[Data extracted from a collection]
++++

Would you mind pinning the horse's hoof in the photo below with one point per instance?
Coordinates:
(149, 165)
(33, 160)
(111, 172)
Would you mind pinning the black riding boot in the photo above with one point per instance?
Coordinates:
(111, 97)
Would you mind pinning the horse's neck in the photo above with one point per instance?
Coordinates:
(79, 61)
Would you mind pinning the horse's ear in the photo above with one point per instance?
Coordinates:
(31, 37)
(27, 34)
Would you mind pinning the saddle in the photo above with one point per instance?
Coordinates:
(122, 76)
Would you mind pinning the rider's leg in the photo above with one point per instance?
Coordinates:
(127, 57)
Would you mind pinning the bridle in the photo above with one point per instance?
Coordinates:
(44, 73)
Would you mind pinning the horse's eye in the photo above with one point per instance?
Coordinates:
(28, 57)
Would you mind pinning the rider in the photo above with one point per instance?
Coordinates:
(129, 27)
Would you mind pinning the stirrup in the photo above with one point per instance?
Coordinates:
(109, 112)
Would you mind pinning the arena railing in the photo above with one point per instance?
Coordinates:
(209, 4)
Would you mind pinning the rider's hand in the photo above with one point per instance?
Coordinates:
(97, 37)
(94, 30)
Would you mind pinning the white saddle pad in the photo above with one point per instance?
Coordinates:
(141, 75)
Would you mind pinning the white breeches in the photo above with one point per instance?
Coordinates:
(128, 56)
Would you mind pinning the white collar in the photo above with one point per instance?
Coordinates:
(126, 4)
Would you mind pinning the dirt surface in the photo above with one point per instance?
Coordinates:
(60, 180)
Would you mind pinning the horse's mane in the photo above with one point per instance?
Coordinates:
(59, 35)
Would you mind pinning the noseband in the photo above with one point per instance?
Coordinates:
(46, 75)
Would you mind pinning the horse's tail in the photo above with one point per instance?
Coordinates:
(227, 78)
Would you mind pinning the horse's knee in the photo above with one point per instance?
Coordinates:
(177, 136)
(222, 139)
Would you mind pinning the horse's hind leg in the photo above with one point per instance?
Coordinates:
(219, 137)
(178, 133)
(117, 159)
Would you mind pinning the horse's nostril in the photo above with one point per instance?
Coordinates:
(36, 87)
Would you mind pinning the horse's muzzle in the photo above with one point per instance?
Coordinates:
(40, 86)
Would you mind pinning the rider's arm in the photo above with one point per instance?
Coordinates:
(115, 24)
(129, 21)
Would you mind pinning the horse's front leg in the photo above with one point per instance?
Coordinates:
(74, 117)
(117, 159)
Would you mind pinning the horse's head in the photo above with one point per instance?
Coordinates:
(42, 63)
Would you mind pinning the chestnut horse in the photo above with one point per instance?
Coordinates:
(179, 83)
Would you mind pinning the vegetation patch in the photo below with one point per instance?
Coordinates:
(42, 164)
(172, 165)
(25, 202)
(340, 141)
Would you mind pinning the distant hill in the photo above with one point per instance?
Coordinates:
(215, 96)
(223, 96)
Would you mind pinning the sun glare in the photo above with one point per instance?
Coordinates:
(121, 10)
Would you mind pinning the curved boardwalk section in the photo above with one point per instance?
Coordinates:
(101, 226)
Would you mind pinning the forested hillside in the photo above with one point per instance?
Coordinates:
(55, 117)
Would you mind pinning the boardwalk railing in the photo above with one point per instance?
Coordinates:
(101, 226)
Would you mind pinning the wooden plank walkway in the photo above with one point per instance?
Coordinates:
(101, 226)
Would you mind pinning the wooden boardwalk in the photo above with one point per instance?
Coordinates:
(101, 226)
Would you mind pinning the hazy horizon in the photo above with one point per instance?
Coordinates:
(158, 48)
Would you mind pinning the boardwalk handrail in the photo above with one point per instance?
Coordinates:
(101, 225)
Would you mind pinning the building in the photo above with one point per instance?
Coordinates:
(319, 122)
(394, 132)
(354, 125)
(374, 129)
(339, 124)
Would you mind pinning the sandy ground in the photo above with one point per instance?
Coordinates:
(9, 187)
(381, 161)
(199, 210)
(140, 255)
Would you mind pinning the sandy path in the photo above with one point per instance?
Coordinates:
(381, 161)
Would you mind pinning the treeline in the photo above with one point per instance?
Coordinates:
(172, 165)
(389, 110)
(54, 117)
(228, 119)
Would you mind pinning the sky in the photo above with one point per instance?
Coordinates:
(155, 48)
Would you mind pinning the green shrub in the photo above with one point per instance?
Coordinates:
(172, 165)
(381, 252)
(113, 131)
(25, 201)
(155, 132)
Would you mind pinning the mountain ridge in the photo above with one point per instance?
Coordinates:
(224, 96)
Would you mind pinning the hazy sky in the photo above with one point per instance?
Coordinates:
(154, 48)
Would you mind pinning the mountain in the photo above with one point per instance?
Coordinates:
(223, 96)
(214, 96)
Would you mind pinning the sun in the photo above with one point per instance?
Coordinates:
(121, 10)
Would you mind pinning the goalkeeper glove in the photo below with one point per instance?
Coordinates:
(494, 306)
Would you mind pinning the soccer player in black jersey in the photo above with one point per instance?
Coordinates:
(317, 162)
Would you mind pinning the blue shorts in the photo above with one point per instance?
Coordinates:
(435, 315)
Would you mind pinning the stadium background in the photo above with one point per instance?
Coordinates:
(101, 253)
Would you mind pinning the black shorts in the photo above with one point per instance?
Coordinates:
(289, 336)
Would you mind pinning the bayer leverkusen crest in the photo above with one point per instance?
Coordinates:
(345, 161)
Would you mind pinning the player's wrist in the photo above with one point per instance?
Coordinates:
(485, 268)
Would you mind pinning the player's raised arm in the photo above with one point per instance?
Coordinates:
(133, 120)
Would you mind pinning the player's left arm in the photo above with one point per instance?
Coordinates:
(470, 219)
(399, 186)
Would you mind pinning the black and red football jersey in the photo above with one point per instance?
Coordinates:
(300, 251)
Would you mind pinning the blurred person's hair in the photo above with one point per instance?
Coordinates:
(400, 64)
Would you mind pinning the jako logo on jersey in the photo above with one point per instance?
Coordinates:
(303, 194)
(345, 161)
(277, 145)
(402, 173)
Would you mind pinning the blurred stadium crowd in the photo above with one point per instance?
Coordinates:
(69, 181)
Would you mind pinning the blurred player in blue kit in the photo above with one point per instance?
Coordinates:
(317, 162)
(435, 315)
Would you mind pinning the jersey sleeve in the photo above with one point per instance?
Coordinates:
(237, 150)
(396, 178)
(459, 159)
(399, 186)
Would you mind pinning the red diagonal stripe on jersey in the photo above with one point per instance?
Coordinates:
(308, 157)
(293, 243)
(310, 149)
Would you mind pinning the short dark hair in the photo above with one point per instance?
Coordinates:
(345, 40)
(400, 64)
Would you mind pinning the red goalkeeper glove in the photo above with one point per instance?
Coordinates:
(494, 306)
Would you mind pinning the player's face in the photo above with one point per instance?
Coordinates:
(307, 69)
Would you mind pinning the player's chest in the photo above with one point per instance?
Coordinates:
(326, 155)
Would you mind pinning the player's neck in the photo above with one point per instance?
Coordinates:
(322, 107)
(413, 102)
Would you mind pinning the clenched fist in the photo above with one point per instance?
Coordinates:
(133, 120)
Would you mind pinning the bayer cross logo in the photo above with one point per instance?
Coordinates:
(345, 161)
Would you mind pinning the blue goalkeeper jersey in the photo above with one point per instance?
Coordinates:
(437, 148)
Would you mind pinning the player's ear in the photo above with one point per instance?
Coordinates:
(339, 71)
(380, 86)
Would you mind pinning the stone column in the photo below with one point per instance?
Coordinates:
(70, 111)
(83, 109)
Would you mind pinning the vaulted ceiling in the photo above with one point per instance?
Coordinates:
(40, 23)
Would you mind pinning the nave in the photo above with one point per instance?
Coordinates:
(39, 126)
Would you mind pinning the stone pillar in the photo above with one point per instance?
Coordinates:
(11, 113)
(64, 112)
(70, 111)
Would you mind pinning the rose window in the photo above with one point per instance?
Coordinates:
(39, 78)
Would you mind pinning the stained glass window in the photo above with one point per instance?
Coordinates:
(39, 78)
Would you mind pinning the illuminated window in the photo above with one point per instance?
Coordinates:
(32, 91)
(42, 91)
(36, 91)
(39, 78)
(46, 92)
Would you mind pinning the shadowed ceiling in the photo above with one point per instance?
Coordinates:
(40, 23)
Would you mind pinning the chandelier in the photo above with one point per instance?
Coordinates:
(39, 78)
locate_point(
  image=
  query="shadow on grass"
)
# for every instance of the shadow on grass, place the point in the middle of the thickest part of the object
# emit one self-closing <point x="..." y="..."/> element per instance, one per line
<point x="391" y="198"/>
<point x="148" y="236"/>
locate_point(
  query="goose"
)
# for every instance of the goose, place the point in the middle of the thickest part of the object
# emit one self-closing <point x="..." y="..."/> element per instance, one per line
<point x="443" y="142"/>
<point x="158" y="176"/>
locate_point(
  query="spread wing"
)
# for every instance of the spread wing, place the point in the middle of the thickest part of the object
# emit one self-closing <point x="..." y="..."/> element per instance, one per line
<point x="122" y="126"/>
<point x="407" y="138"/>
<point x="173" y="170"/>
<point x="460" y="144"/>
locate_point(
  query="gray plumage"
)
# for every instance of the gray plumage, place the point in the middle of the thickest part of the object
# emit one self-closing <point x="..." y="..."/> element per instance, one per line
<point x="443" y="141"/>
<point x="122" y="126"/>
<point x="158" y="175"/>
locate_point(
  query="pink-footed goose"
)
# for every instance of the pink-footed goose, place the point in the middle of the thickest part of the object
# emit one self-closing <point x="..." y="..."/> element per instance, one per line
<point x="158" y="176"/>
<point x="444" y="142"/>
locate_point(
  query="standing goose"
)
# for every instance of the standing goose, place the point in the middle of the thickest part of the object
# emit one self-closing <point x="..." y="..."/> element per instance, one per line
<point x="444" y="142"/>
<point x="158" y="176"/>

++++

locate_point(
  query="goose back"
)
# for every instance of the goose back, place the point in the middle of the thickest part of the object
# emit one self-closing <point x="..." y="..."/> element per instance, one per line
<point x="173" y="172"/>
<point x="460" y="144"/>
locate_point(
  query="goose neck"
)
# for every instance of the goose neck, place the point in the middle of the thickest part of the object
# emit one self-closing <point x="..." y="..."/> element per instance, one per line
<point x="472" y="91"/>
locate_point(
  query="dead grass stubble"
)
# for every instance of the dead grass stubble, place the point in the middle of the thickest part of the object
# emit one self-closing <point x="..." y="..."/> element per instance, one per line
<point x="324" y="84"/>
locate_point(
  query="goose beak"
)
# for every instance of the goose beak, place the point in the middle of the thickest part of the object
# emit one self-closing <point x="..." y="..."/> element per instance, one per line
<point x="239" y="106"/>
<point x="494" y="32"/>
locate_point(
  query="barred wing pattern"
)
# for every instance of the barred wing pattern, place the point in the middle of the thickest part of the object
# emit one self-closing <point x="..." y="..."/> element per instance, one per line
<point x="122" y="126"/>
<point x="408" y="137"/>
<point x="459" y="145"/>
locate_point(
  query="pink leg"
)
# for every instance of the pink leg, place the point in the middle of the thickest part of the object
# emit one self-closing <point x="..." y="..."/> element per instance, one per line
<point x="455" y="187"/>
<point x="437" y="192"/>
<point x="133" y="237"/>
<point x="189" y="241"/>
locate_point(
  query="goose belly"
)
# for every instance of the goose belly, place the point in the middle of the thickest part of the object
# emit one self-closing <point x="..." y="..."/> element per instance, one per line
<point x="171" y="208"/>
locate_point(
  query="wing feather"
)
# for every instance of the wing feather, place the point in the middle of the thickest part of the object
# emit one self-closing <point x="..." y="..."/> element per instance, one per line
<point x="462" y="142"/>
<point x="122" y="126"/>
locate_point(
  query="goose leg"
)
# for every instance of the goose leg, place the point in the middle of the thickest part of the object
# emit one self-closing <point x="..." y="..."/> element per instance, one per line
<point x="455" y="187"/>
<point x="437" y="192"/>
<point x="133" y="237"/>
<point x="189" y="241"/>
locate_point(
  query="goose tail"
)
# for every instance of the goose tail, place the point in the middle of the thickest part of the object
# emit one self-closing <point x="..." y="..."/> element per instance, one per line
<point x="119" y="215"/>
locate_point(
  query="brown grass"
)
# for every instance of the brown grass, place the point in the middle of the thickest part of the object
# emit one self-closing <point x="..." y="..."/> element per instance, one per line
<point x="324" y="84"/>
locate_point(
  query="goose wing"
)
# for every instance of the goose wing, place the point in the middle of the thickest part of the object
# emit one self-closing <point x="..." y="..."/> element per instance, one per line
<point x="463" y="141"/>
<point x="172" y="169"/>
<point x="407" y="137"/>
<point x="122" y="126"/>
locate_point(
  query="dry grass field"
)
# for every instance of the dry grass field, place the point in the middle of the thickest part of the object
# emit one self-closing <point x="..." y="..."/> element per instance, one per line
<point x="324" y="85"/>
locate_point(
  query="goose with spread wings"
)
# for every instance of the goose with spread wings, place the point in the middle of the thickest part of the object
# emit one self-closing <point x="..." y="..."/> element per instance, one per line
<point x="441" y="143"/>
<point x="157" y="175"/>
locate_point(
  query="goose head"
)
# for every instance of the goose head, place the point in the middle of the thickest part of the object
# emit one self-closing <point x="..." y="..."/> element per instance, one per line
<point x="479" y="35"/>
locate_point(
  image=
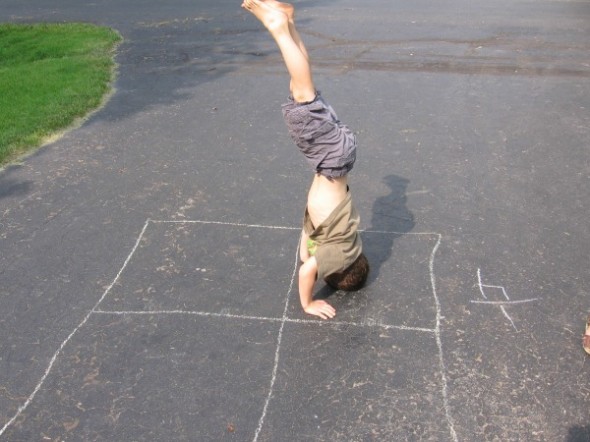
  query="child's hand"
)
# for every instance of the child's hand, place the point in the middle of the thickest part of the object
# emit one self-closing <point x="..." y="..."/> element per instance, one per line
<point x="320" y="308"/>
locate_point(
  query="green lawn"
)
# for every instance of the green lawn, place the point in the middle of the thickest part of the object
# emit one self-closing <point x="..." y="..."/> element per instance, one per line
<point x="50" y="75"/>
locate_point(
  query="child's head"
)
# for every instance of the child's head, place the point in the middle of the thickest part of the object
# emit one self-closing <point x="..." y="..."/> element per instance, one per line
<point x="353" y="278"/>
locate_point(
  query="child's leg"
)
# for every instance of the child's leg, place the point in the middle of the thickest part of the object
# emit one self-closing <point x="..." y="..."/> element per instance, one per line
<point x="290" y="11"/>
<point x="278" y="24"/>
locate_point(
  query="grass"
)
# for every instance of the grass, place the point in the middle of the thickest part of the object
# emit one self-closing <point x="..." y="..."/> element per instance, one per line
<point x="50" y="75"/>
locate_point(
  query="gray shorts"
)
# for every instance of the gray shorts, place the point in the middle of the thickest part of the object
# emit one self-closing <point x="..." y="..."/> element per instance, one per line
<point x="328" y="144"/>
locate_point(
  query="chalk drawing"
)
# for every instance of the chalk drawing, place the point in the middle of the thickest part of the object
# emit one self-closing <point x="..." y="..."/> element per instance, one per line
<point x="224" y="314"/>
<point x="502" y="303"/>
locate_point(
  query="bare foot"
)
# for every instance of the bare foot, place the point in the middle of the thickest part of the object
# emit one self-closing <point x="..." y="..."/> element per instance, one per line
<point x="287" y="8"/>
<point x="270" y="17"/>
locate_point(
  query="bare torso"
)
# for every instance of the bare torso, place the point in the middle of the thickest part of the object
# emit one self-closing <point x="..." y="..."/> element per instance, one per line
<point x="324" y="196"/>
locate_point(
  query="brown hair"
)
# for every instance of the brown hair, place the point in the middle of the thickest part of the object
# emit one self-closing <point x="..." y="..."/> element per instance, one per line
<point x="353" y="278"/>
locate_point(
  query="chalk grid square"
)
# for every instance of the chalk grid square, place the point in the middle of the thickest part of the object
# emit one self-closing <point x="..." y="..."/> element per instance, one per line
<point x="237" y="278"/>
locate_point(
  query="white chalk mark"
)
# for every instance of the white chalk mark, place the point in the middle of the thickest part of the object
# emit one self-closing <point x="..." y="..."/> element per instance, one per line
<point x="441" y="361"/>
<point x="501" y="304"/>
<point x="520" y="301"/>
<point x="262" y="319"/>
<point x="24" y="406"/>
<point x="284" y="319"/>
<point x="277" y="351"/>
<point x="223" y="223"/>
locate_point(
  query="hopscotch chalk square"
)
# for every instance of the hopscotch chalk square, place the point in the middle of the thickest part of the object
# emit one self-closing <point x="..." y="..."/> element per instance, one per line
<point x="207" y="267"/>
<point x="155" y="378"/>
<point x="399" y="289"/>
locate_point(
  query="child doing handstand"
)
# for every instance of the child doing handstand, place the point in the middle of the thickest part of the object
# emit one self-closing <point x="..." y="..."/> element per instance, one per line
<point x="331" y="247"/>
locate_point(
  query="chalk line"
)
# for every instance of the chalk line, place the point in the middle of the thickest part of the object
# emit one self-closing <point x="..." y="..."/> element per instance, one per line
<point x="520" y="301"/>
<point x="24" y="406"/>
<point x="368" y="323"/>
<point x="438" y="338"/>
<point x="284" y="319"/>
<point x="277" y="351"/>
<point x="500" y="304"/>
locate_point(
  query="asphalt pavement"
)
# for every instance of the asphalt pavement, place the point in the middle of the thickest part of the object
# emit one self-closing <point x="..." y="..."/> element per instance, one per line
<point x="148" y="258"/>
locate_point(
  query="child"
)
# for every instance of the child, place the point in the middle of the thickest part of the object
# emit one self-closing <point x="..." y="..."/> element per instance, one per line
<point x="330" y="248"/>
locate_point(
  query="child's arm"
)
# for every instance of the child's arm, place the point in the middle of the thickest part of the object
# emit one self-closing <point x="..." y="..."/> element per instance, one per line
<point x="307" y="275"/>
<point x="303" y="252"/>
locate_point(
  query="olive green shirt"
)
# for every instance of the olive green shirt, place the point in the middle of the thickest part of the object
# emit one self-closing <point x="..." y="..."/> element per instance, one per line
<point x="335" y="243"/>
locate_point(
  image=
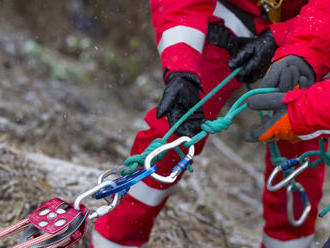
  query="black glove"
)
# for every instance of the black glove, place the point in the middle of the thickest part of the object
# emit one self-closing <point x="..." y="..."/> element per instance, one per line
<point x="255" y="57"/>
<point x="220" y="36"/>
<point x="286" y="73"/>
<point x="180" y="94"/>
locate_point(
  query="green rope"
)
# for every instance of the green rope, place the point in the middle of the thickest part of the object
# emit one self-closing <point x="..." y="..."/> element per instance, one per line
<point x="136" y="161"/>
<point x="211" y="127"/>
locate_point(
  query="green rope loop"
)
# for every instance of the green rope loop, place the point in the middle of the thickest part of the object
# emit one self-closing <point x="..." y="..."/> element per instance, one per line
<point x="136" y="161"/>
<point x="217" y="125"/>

++++

Scan the entries above and return each line that holds "beak".

  query="goose beak"
# for every instance of the goose beak, place the point in the middle of the thickest part of the object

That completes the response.